**RECORD SET:**
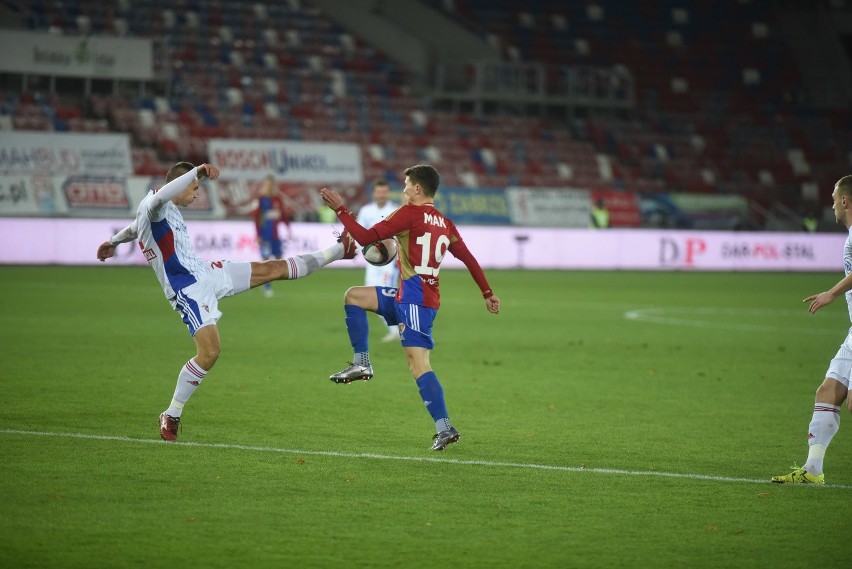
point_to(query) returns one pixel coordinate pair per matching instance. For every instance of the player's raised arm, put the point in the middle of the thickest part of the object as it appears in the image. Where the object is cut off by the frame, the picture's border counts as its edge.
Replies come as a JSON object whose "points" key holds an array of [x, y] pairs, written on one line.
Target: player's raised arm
{"points": [[107, 248], [825, 298], [179, 184], [463, 254]]}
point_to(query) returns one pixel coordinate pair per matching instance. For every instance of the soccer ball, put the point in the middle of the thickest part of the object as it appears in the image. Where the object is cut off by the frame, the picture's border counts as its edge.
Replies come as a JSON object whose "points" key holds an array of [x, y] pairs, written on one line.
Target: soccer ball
{"points": [[380, 253]]}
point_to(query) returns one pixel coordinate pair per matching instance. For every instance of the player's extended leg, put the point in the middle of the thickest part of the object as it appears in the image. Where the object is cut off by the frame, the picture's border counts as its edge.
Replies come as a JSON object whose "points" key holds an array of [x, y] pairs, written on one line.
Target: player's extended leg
{"points": [[301, 265], [266, 254], [190, 377], [356, 302], [432, 394], [825, 423]]}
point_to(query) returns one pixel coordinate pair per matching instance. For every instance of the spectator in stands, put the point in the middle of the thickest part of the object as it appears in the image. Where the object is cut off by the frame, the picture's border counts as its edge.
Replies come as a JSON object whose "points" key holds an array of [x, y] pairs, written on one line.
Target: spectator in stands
{"points": [[268, 213]]}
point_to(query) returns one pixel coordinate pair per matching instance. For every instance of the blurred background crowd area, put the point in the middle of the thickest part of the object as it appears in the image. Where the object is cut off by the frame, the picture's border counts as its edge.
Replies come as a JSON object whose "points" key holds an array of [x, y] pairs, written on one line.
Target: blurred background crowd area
{"points": [[743, 97]]}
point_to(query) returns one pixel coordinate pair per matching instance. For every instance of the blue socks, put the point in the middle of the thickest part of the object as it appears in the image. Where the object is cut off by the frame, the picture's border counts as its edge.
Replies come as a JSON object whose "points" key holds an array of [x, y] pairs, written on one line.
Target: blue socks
{"points": [[433, 397], [356, 325]]}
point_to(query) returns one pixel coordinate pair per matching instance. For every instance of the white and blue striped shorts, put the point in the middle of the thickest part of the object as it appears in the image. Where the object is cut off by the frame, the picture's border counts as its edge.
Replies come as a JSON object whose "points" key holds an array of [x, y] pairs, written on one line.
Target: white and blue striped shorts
{"points": [[198, 303]]}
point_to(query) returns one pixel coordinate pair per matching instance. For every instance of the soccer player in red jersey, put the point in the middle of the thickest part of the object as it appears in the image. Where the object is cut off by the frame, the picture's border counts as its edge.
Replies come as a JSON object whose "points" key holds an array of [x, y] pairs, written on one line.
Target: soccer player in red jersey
{"points": [[424, 235]]}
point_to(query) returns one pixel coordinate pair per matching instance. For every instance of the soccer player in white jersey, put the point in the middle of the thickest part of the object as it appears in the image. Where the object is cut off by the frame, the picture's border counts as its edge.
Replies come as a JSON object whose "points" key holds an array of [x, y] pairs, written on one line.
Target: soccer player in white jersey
{"points": [[369, 215], [835, 388], [194, 286]]}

**WHAT YOU NEED TO DO:** Output the entries above exactly. Drop the pictures.

**RESULT OF THIS EXERCISE:**
point_to(query) returns one pixel coordinate pair per matching instance. For every instance of the player's raised arm, put the point in the middle of the thickest part of the object as it appears in the image. Where the object is cut off by the frame, the picture's border counts as its edge.
Replies come as a JSON object whose "points" key holds an array of [x, y] pairs, written on one line.
Target: player's raised arm
{"points": [[107, 248], [825, 298], [179, 184], [463, 254]]}
point_to(query) returns one pixel coordinate pair per matching instance. For every instance of the soccer ball, put the point in the middle of the thickest part of the object as it appears in the image. Where the object is cut off by the frame, the picture's border counts as its edge.
Replies come as a JSON object whose "points" key holds an array of [x, y] pairs, written on one line.
Target: soccer ball
{"points": [[380, 253]]}
point_to(query) returns one pixel coordinate pair per matching instance. For every instance of the player's extended leg, put the point in the middle of the thickest part of the object as it appears in the image. Where the object is cut off by the frame, the picture's border counts as its edge.
Replies come as a JSON object whose "points" key holds an array of [x, y] pairs, written on one line.
Target: player's extended leg
{"points": [[301, 265], [266, 254], [190, 377], [356, 302], [432, 394], [825, 423]]}
point_to(query) returns one pixel coordinate pair per matching instance. For every instance of the spectator in stands, put the point in the middle of the thickest part of the object as it appears in the image. Where the object is cut off by the frame, the picture's border counts as its edge.
Replies come as a JSON object whose "points" key holds an array of [x, y] pairs, written on one line.
Target: spectator in stands
{"points": [[268, 213]]}
point_to(query) returns one pixel coordinate pair per matching instance. For every instance of the blurred background crowd area, put the point in the middle of the thickest part of the object as it appears in the image. Where the object is cut off by the frame, the picture's border counts as its edge.
Replies come as a JSON object whose "points" key holds an array of [x, y] pairs, written on one line.
Target: blurred background crowd area
{"points": [[743, 97]]}
point_to(query) returns one pixel coordinate pair per matching instance. For every instance of the blue socks, put the point in the middle of the thickest part of the object as it appears in the image. Where the object is cut off by the frame, the picture's border counts as its edge.
Replies come as a JSON object whose "points" key holds an array of [x, y] pairs, written on one line.
Target: blue socks
{"points": [[433, 397], [356, 325]]}
point_to(query) returns one pixel coordinate pair per matching instance. For every instance of the white and blue striped shorts, put the point in the middle of the thickest part of the object as it appears in the image. Where the object is cut off by the frame, the picture's border counts as its edge.
Replies come as a JSON object whose "points" key holds an array of [x, y] pairs, written on one line.
Target: white and blue striped shorts
{"points": [[198, 303]]}
point_to(query) returns one pixel coordinate pair per matching instance. For every instance of the soccer player in red jersey, put the point in the middle of the thickest part of the object as it appears in the image. Where the object is cut off by the frame, the picture's border counts as its edge.
Replies come as a JSON object whose "points" key holds an array of [x, y] pairs, written on one line.
Target: soccer player in red jersey
{"points": [[424, 235]]}
point_to(query) returns one pixel coordinate pair per matching instance. For every instance of the soccer player in white jersey, put the point in the middle of the thickest part of the object as it appears in the image. Where the object is cut off by the frame, the picture's border counts as its edge.
Replies come as a JSON object whose "points" key holds an array of [x, y] pairs, written on one line.
Target: soccer player in white jersey
{"points": [[369, 215], [835, 388], [194, 286]]}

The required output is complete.